Enunciado:
[A] Copie fielmente o trecho do texto sobre as primárias democratas que começa nas palavras "Face ao desenvolvimento" e termina após as palavras "centro da nomeação.".
[B] Responda, com base no texto sobre as primárias democratas, às seguintes perguntas:
(i) De que estado é senadora Elizabeth Warren?
(ii) Qual o candidato cuja força e resiliência quem escreve não imaginaria?
(iii) Que embate passa a ocupar o centro da nomeação?
[C] Prossiga o texto sobre as primárias democratas a partir do ponto em que termina.

Texto fornecido:
----------------

(Escrevo depois da super terça-feira
nas primárias democratas americanas e quando Elizabeth Warren está prestes a
anunciar aos seus apoiantes a decisão (em que termos?) de abandonar a corrida à
nomeação democrata. Com o
ressurgimento de Biden nessa mesma terça-feira e a resiliência de Bernie
Sanders, não me atrevo a qualquer vaticínio. O que não impede de registar a
minha profunda deceção, até porque intuo que a empatia e bonomia de Biden não
chegarão para derrotar o boneco.)
Se fosse americano seria Democrata e Elizabeth Warren a minha candidata
à nomeação. Não teria dúvidas de fazer campanha ativa. Acho que a senadora de
Massachussets é conceptualmente melhor preparada para responder à minha própria
interpretação das grandes questões da sociedade americana, agravadas pela ação do
que Sanders considera ser e justamente o Presidente mais perigoso da história dos
EUA. A imagem gerada nas primárias de que Warren tinha um plano para toda a série
de problemas (link para um interessante artigo do Vox sobre essa questão) foi
multiplicada até à exaustão, mas interrogo-me hoje se foi favorável à sua
mensagem. O que eu sei é que ela foi pioneira em trazer as questões da
desigualdade para o debate político e das suas ligações com o estado deplorável
da saúde para os mais desfavorecidos da sociedade americana e com a intensificação
da morbilidade em grupos sociais específicos. E isso marca o meu
posicionamento.
Face ao desenvolvimento das primárias, embora ache que só uma presença
efetiva em território americano nos ajudaria a compreender o fenómeno, que para
nós é inequivocamente estranho, tenho de confessar a mais profunda deceção pela
ausência de resultados de aceitação do projeto Warren. E não imaginaria a força
e resiliência de Bernie Sanders. Começo a compreender que o discurso de Warren
não é suficientemente populista (à esquerda) para os tempos de hoje e que Sanders
se movimenta melhor nesse campo. Os dados estão lançados e a desistência de Warren,
por um lado, e dos outros candidatos moderados, por outro, coloca o embate
Sanders-Biden no centro da nomeação.

----------------

Dados disponíveis:
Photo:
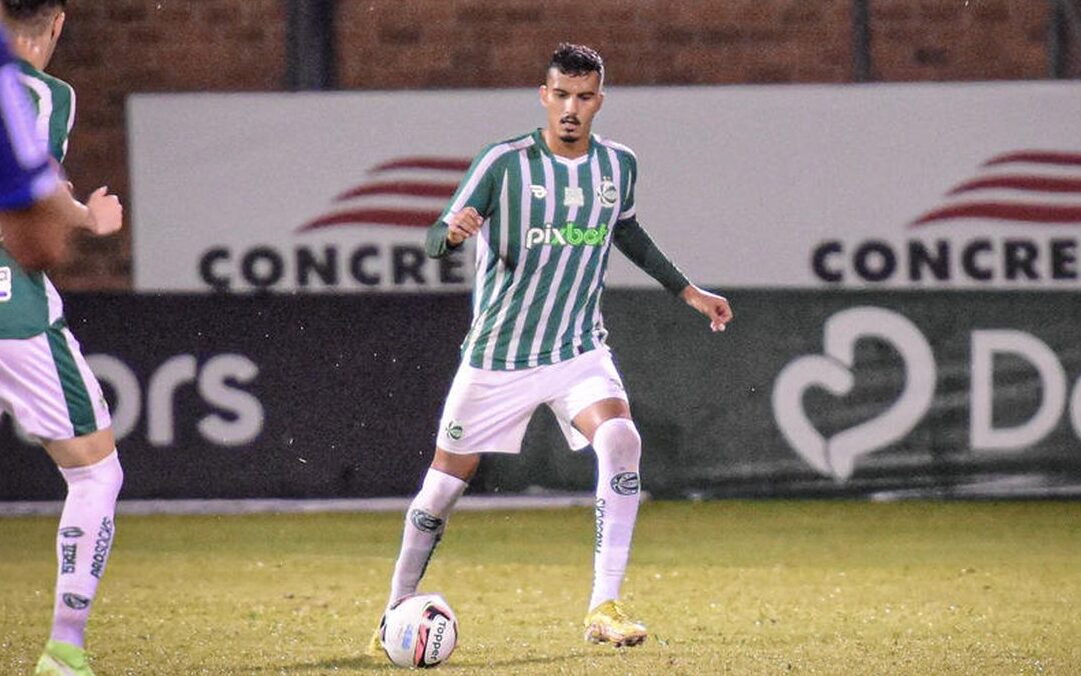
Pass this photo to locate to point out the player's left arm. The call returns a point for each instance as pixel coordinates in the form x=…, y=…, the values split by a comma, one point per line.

----------------

Respostas:
[A]
Face ao desenvolvimento das primárias, embora ache que só uma presença
efetiva em território americano nos ajudaria a compreender o fenómeno, que para
nós é inequivocamente estranho, tenho de confessar a mais profunda deceção pela
ausência de resultados de aceitação do projeto Warren. E não imaginaria a força
e resiliência de Bernie Sanders. Começo a compreender que o discurso de Warren
não é suficientemente populista (à esquerda) para os tempos de hoje e que Sanders
se movimenta melhor nesse campo. Os dados estão lançados e a desistência de Warren,
por um lado, e dos outros candidatos moderados, por outro, coloca o embate
Sanders-Biden no centro da nomeação.

[B]
(i) Massachussets.
(ii) Bernie Sanders.
(iii) O embate Sanders-Biden.

[C]
Como é usual nestes processos, à medida que as primárias atingem um
limiar expressivo, começa naturalmente a pensar-se no adversário das eleições
gerais e as opções de escolha começam a integrar a avaliação de quem terá mais capacidade
para vencer Trump.
Não sei francamente que poção terá Biden tomado para ressurgir tão viçoso
e carismático após a super-terça feira. Sempre me pareceu que Biden era
demasiadamente mais do mesmo para poder derrotar Trump e que, a esta distância,
invocar a proximidade a Obama é pouco para mandar Trump de volta para os seus
negócios e reality shows. A nomeação
de Bernie Sanders marcaria a rotura com o status
quo e traria ao socialismo (social-democracia) americana um outro fôlego. Mas
do outro lado não está um candidato típico ou normal. O novo normal Republicano
é afinal tão atípico que só com grande esforço se conseguem identificar as raízes
republicanas que associamos a outras personalidades da história política americana.
E, nestes momentos, está escrito que entre os americanos que votam Democratas
começa naturalmente a instalar-se a dúvida existencial que outras eleições bem
identificaram: se Biden ganhar a nomeação será que todos os votantes derrotados
de Sanders serão atingidos pela luz da unidade, sendo também acompanhados pela
base de apoio (mais pequena do que se pensava) de Warren? E se pelo contrário a
vitória de Sanders ocorrer, o eleitorado moderado de Biden e dos que abandonaram
a corrida unir-se-ão em torno da candidatura de Bernie, bem como os meios empresariais
afetos aos Democratas? Foi assim quando Hillary conquistou a nomeação e viu-se
o resultado, uma parte do eleitorado de Bernie não terá votado.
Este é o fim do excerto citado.